***** TEXTO FORNECIDO
Público - 28 Jan 04

Propinas, Lá e Cá
Por JOSÉ MANUEL FERNANDES

No Reino Unido, um profissional com um curso superior ganha, em média, 60 por cento mais do que um trabalhador sem tal grau de qualificação. Nada indica que no futuro não seja diferente, tanto mais que, como costuma dizer Tony Blair, as universidades "são as minas de carvão do século XXI", isto é, a base da riqueza das sociedades contemporâneas.

No Reino Unido - como em Portugal, em França ou na Alemanha - tem-se verificado um crescimento exponencial dos alunos do ensino superior. Isso é bom para a sociedade, mas teve uma consequência: as suas universidades estão superlotadas, falta-lhes dinheiro e piorou o rácio professor/aluno. O mal atingiu mesmo as universidades mais prestigiosas, como Oxford ou Cambridge. Esta última, por exemplo, pode gastar por cada estudante apenas um terço do que investe a universidade norte-americana de Harvard - e hoje sabe-se como o ensino superior é concorrencial, com professores e alunos a escolherem as melhores escolas, pelo que o subfinanciamento das universidades inglesas está a fazê-las ficar para trás face às suas congéneres do outro lado do Atlântico. Algo não muito diferente se passa nas escolas alemãs ou francesas.
**********
***** EXTRATO DE DADOS
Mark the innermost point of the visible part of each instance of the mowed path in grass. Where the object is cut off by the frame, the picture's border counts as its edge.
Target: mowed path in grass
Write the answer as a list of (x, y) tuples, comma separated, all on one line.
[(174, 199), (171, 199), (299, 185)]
**********
■ **PROBLEMAS A RESOLVER**:
[1] Responda, com base no artigo sobre propinas, às perguntas seguintes:
(a) No Reino Unido, quanto ganha a mais, em média, um profissional com curso superior do que um trabalhador sem esse grau?
(b) A que compara Tony Blair as universidades?
(c) Que fração do investimento de Harvard por estudante pode Cambridge gastar?
[2] Enumere todas as universidades referidas pelo nome no artigo sobre propinas.
[3] Reescreva em forma de lista o parágrafo do artigo sobre propinas que começa por "No Reino Unido - como em Portugal", mantendo os factos principais.

■ **RESPOSTAS**:
[1]
(a) 60 por cento mais.
(b) A "minas de carvão do século XXI", isto é, a base da riqueza das sociedades contemporâneas.
(c) Apenas um terço.

[2] Oxford, Cambridge e Harvard.

[3]
- No Reino Unido, tal como em Portugal, França e Alemanha, o número de alunos do ensino superior cresceu exponencialmente.
- Isso é bom para a sociedade, mas as universidades ficaram superlotadas, sem dinheiro e com pior rácio professor/aluno.
- O problema atingiu até Oxford e Cambridge.
- Cambridge pode gastar por estudante apenas um terço do que investe Harvard.
- Como o ensino superior é concorrencial, o subfinanciamento deixa as universidades inglesas para trás face às norte-americanas.
- Passa-se algo semelhante nas escolas alemãs e francesas.